-- Goal of the exercise --
A bare number is all that is needed: how many lines below contain the string "steep"?
━━ Source data
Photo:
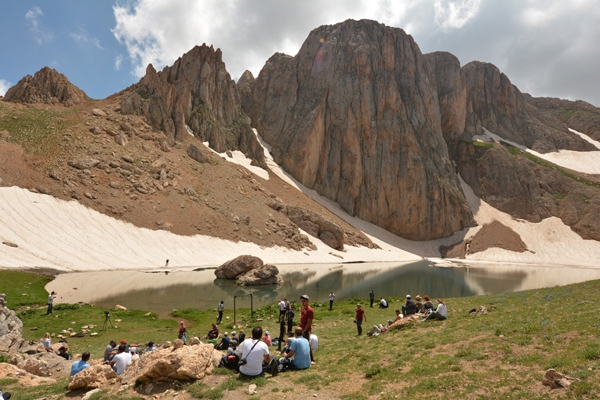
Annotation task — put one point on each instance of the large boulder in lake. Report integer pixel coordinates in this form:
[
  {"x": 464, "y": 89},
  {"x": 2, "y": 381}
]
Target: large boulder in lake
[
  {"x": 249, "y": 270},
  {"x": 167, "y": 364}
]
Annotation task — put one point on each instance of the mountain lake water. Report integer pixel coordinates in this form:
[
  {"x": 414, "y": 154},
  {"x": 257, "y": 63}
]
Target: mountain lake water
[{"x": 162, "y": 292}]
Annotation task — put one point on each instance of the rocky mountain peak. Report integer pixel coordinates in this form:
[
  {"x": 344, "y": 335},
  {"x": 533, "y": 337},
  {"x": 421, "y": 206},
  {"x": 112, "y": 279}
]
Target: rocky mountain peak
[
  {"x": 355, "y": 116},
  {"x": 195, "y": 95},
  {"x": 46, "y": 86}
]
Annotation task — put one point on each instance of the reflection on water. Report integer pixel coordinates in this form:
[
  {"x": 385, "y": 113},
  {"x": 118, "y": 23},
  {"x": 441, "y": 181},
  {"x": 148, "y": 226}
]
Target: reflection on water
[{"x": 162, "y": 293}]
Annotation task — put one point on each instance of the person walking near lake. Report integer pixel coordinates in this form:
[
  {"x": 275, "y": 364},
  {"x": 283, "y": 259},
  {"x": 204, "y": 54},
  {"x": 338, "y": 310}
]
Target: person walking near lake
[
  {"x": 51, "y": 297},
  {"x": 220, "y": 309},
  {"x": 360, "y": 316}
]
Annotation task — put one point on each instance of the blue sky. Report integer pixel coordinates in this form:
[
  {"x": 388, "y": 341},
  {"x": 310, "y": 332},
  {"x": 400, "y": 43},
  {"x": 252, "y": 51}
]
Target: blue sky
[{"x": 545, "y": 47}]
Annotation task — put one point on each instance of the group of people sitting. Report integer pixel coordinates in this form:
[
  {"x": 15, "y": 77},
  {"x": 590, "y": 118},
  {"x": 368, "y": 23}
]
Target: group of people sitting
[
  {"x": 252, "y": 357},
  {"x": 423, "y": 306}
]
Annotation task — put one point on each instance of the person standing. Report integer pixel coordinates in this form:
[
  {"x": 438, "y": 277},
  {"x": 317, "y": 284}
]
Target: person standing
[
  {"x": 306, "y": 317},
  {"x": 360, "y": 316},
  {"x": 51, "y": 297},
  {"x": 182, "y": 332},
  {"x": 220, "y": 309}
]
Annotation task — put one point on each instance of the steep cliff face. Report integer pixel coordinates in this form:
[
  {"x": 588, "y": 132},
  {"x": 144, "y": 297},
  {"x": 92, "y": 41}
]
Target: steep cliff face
━━━━
━━ Source data
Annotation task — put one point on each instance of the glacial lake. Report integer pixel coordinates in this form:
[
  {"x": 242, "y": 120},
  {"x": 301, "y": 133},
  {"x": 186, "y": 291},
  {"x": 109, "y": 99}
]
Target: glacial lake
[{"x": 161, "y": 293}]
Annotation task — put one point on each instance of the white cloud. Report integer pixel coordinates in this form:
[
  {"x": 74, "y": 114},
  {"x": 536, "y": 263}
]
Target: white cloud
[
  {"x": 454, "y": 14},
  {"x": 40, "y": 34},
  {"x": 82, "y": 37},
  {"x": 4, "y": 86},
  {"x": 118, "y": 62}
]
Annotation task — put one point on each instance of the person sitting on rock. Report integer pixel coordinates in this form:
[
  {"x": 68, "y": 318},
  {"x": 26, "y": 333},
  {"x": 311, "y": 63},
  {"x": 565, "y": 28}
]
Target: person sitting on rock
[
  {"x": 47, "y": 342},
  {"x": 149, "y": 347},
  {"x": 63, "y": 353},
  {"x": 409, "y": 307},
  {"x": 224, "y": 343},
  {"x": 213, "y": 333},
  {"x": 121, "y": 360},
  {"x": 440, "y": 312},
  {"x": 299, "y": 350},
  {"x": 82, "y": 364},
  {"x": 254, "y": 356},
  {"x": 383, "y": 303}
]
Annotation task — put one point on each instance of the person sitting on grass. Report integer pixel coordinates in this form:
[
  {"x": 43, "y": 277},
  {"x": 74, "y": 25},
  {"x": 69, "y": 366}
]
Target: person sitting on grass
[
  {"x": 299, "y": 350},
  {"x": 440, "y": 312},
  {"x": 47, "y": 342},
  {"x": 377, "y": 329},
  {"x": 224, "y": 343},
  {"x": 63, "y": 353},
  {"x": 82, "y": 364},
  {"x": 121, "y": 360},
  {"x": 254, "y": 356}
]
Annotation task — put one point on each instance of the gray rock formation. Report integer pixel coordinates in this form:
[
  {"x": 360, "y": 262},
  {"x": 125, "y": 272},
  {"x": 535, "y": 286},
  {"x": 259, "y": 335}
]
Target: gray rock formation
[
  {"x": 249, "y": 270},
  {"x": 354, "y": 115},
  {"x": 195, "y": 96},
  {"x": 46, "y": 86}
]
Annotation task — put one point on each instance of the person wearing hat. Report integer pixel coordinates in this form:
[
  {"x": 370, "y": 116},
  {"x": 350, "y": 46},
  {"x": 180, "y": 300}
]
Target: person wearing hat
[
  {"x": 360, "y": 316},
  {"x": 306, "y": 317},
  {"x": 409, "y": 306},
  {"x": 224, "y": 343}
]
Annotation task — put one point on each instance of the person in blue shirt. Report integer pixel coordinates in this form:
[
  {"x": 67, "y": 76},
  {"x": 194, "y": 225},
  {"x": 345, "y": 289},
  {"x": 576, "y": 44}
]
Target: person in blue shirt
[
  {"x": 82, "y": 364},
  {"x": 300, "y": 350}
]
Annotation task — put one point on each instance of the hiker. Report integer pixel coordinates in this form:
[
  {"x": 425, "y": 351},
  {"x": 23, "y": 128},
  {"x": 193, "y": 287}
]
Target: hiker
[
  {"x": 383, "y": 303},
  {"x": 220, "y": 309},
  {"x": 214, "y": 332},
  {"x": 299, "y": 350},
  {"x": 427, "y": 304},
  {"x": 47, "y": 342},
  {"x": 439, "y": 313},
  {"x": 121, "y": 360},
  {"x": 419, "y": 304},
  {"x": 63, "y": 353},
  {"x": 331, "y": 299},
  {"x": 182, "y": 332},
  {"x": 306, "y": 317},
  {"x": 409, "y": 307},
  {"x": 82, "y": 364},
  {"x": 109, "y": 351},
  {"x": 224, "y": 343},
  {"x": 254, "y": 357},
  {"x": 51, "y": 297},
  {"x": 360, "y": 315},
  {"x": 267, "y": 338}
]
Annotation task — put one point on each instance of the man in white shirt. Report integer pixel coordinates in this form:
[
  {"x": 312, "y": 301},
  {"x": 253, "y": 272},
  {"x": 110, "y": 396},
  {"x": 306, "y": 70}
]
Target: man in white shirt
━━━━
━━ Source data
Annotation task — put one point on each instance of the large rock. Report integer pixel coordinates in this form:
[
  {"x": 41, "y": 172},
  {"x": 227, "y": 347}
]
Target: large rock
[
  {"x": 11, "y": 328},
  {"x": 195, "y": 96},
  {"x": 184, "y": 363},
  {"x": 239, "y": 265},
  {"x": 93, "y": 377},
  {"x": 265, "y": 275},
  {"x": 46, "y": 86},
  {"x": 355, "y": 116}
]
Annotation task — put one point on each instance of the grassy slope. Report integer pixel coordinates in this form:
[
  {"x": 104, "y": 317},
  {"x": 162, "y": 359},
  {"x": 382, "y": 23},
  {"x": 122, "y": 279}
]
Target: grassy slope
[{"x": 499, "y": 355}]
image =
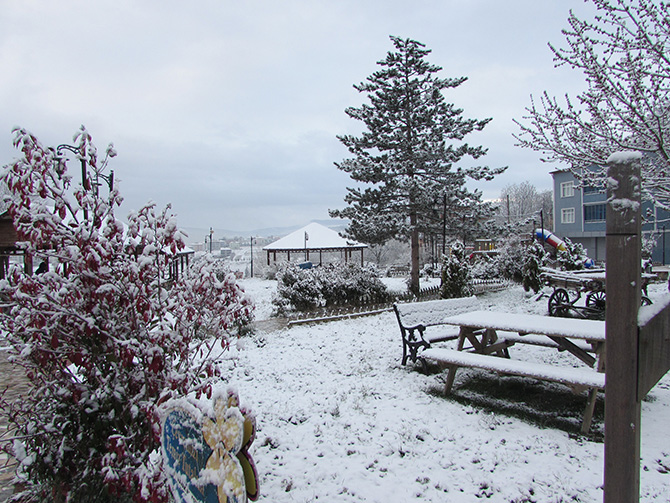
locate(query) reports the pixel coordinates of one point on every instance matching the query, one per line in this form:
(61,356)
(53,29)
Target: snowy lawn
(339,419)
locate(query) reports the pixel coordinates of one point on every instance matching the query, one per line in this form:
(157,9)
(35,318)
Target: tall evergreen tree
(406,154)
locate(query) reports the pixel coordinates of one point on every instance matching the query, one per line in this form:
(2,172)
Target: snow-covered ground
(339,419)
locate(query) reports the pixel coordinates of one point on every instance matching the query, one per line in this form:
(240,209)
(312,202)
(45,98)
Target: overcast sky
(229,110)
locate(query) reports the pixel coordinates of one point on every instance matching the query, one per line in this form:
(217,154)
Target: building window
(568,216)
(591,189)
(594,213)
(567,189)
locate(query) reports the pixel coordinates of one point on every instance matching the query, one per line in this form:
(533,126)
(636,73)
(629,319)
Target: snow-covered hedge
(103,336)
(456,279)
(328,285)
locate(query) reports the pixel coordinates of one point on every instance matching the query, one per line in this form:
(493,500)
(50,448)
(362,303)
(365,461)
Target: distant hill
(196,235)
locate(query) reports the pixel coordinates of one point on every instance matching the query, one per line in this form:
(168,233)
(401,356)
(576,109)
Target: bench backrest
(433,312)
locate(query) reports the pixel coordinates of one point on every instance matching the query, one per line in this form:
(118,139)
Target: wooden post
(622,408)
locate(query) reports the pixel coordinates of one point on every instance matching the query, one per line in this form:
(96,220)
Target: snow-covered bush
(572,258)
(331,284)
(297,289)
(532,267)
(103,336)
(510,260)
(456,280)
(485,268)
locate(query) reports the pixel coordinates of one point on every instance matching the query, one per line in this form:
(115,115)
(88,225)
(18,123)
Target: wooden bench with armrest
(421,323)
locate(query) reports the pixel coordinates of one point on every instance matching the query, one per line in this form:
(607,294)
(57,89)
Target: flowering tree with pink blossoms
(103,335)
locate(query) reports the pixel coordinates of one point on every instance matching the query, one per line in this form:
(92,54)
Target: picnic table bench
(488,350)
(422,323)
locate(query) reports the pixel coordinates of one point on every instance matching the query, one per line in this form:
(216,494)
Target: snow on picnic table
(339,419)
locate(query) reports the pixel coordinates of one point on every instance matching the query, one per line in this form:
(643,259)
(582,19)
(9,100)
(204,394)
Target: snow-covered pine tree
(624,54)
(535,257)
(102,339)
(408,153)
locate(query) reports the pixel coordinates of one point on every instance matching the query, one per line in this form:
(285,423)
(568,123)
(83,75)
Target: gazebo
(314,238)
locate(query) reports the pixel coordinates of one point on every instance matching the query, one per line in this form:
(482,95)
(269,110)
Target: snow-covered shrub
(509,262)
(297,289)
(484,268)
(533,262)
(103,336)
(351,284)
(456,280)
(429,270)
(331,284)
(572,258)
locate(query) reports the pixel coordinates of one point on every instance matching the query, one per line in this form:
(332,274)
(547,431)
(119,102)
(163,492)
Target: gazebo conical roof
━━━━
-- Solution to this exercise --
2